TEXT SECTION.
▼▼▼
CUSTODIAN AGREEMENT
THIS AGREEMENT is made and entered into on this ___day of __________,
199_, between STRONG _____________________, INC., a Wisconsin corporation (the
"Corporation"), on behalf of the Funds (as defined below) of the Corporation,
and FIRSTAR TRUST COMPANY, a Wisconsin corporation (the "Custodian").
WITNESSETH:
WHEREAS, the Corporation is registered with the Securities and Exchange
Commission as an open-end management investment company under the Investment
Company Act of 1940 (the "Investment Company Act");
WHEREAS, the Corporation is authorized to create separate series, each
with its own separate investment portfolio, and the beneficial interest in each
such series will be represented by a separate series of shares (each series
indicated on Schedule A is hereinafter individually referred to as a "Fund" and
collectively as the "Funds"); and,
WHEREAS, the Corporation desires to retain the Custodian to hold and
administer the securities and cash of each Fund listed in Schedule A hereto,
and any additional Funds the Corporation and the Custodian may agree upon and
include in Schedule A as such Schedule may be amended from time to time,
pursuant to the terms of this Agreement.
▲▲▲
SET PROBLEM 1. In the custodian agreement, under which act is the Corporation registered as an open-end management investment company?
SET PROBLEM 2. Extract every line of the records that contains the string "crucifix".

INPUT MATERIAL.
▼▼▼
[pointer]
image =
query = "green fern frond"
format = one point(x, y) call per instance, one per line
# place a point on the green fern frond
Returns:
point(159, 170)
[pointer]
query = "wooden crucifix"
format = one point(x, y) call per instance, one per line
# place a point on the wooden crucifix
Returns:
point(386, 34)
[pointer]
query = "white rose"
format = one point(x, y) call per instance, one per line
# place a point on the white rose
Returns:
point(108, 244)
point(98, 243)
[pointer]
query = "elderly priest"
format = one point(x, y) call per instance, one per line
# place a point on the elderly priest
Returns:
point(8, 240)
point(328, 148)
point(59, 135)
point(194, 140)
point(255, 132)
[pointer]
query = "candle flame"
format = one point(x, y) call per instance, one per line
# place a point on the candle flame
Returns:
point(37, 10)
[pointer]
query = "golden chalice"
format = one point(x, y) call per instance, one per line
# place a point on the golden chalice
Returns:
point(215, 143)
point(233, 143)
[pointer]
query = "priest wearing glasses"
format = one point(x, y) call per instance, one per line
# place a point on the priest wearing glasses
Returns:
▲▲▲
EXERCISE RESPONSE 1. The Investment Company Act of 1940.

EXERCISE RESPONSE 2.
query = "wooden crucifix"
# place a point on the wooden crucifix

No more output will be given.